* Coba Kerjakan *
Lanjutkan teks berita di bawah tentang pola belajar dari rumah pada masa pandemi corona, mulai setelah kalimat terakhirnya.

* Teks yang Diberikan *
****
Diambahkannya, meski corona menjadi pandemi yang mempengaruhi kondisi masyarakat, namun hiruk pikuknya seperti tidak sampai ke telinga para murid. Mereka tetap menikmati hari tanpa sedikit pun kekhawatiran. Kebijakan merumahkan aktivitas sekolah malah disambut gembira.
"Begitulah anak-anak, bermain masih jadi fokus mereka," ujarnya.
Ditambahkan oleh Kepala Sekolah Luar Biasa (SLB) Sekar Meranti, Kecamatan Rangsang Barat Syafrizal, kebijakan atas pola belajar tersebut berjalan lebih kurang sebulan.
"Sudah berjalan empat minggu pola ini kami laksanakan. Sampai saat ini tidak ada masalah. Malah para murid dan guru lebih fokus mengajar dan belajar," ujar Syafrizal.
Walaupun demikian ia tidak menyangkal jika bertambahnya beban para guru. Selain waktu, biaya operasional juga ikut bertambah.
****
* Informasi yang Diberikan *
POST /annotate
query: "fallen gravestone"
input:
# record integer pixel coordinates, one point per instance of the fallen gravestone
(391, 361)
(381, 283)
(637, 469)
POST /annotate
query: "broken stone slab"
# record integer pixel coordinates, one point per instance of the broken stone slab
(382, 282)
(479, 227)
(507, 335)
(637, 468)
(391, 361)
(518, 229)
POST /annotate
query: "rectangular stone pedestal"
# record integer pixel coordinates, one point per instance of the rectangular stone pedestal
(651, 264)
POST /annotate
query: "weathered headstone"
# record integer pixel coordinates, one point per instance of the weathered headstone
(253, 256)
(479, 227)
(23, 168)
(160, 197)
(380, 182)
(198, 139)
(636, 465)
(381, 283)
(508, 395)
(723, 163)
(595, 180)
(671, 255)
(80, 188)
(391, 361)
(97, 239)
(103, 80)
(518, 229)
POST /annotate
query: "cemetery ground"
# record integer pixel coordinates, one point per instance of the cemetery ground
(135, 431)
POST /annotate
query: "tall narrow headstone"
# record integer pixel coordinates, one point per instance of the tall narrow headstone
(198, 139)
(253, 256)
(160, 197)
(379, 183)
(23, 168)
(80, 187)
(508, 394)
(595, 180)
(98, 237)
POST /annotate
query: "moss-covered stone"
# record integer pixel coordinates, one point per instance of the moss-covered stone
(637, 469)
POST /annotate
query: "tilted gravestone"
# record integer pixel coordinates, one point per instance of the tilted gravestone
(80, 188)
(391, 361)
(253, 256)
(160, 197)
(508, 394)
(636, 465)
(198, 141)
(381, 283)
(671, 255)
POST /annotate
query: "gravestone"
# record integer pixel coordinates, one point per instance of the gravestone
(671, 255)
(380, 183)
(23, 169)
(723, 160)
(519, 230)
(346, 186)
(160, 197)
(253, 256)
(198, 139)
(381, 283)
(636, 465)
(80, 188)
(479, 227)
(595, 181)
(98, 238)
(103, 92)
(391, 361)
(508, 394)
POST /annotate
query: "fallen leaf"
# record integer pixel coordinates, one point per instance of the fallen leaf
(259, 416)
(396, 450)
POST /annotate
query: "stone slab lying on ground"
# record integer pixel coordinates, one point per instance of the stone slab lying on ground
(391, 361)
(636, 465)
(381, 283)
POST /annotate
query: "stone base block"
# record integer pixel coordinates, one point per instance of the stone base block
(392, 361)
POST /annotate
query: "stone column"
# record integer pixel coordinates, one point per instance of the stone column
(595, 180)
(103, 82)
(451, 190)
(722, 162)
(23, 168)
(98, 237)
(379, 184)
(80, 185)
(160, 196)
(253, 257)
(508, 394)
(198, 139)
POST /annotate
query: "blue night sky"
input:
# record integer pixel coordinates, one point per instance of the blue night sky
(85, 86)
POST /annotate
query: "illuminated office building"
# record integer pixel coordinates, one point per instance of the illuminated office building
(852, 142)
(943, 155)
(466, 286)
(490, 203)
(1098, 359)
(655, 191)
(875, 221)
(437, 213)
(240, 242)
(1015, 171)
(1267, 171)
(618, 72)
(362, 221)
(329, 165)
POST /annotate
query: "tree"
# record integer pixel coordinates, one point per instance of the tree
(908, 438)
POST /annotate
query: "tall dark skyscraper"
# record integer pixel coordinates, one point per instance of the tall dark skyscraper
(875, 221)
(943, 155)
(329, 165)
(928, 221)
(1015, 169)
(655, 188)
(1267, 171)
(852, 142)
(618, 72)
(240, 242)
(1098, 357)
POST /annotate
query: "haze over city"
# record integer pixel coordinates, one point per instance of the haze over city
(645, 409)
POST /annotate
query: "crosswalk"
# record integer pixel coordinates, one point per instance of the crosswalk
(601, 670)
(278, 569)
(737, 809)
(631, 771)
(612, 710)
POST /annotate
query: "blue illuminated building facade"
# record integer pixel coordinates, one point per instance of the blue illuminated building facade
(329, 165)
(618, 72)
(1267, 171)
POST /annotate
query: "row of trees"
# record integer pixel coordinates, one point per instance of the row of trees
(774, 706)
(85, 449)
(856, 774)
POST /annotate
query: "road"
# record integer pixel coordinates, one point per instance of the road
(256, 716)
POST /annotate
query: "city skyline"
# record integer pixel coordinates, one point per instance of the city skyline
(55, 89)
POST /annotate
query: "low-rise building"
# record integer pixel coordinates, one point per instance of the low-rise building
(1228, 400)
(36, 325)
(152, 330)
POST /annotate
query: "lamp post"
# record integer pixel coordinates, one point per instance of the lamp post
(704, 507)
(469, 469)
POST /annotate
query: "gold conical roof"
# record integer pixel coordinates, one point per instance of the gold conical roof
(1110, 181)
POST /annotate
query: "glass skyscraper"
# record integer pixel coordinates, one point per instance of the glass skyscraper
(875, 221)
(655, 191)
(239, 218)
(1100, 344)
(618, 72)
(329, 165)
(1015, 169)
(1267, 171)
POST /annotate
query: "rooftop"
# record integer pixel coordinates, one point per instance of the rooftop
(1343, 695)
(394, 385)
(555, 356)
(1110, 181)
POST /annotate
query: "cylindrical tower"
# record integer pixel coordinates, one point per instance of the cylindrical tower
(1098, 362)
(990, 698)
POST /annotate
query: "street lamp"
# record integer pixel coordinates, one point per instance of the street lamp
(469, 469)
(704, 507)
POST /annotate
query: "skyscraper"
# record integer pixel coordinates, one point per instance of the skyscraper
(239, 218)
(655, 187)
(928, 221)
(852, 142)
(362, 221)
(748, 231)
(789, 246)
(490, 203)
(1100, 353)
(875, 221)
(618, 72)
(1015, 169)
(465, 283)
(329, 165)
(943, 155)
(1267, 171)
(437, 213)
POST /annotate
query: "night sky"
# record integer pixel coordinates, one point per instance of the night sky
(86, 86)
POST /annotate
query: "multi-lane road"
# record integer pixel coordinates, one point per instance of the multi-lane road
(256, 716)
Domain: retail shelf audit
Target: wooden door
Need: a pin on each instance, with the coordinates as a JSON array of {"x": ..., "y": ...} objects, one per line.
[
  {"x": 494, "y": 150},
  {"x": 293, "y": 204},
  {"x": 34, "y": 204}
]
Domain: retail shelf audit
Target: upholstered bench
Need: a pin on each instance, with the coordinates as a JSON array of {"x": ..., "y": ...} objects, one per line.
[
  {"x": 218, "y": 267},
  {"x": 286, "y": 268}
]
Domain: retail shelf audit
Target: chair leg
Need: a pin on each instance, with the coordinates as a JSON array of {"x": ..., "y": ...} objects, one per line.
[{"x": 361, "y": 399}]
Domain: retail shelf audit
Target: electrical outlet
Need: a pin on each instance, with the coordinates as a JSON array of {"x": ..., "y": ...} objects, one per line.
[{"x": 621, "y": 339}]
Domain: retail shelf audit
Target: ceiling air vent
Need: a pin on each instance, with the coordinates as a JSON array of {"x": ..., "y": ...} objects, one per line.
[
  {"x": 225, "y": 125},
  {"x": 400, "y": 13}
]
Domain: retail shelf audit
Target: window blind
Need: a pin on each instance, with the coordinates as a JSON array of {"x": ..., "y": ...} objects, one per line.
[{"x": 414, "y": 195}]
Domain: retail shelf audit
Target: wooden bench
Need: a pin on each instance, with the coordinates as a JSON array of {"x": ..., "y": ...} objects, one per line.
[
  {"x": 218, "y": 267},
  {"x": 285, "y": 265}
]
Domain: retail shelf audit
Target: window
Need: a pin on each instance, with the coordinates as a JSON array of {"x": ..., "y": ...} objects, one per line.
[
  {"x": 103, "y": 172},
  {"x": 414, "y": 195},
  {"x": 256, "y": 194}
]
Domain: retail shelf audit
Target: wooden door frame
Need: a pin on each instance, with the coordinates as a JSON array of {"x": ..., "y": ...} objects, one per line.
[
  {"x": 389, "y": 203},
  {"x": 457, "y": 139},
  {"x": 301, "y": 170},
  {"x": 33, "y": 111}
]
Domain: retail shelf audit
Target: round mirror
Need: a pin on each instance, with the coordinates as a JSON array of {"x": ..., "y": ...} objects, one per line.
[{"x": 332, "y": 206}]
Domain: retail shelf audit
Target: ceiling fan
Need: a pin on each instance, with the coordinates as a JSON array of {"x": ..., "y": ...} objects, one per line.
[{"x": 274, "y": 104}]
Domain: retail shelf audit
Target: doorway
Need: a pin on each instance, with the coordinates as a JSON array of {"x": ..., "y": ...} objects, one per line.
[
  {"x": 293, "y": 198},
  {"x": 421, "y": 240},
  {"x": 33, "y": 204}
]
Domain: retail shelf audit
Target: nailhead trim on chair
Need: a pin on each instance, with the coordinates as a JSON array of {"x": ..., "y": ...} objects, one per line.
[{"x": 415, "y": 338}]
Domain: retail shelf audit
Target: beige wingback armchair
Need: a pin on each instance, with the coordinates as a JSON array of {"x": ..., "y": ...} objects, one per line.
****
* Jawaban Tertulis *
"Memang terbilang berat, tapi kita tidak persoalkan yang terpenting ini semua demi anak-anak bisa mendapat pelajaran secara efektif," tutur Syafrizal.
Dikatakan Syafrizal saat ini ada sembilan guru yang mengajar di sekolah yang dipimpinnya, empat orang berstatus sebagai tenaga honor yang sedang magang. Selebihnya tetap. Sementara itu jumlah murid mereka ada 45 orang. Menurutnya jika dibagi, setiap guru harus mendatangi lima kediaman murid-muridnya.
"Setiap guru mulai bergerak sejak pukul delapan pagi. Dan baru bisa pulang tengah hari," ujarnya.
Walaupun demikian Syarizal merasa puas dengan metode yang dilakukan pihaknya, mengingat dengan begitu para orang tua juga terbantu dan bisa sekalian mendapatkan bekal untuk mendidik anak-anak mereka.
Siapkan Beberapa Alternatif
Kepala Dinas Pendidikan Riau Zul Ikram mengatakan, hingga saat ini pihaknya belum menerima laporan terkait keluhan pelaksanaan sekolah secara daring atau online untuk tingkat SMA sederajat di Riau. Namun demikian, jika nantinya ada keluhan berupa kesulitan pelaksanaan sekolah daring, maka pihaknya sudah menyiapkan beberapa cara.
"Alhamdulillah sampai saat ini belum ada keluhan tentang pelaksanaan sekolah daring," kata Zul Ikram.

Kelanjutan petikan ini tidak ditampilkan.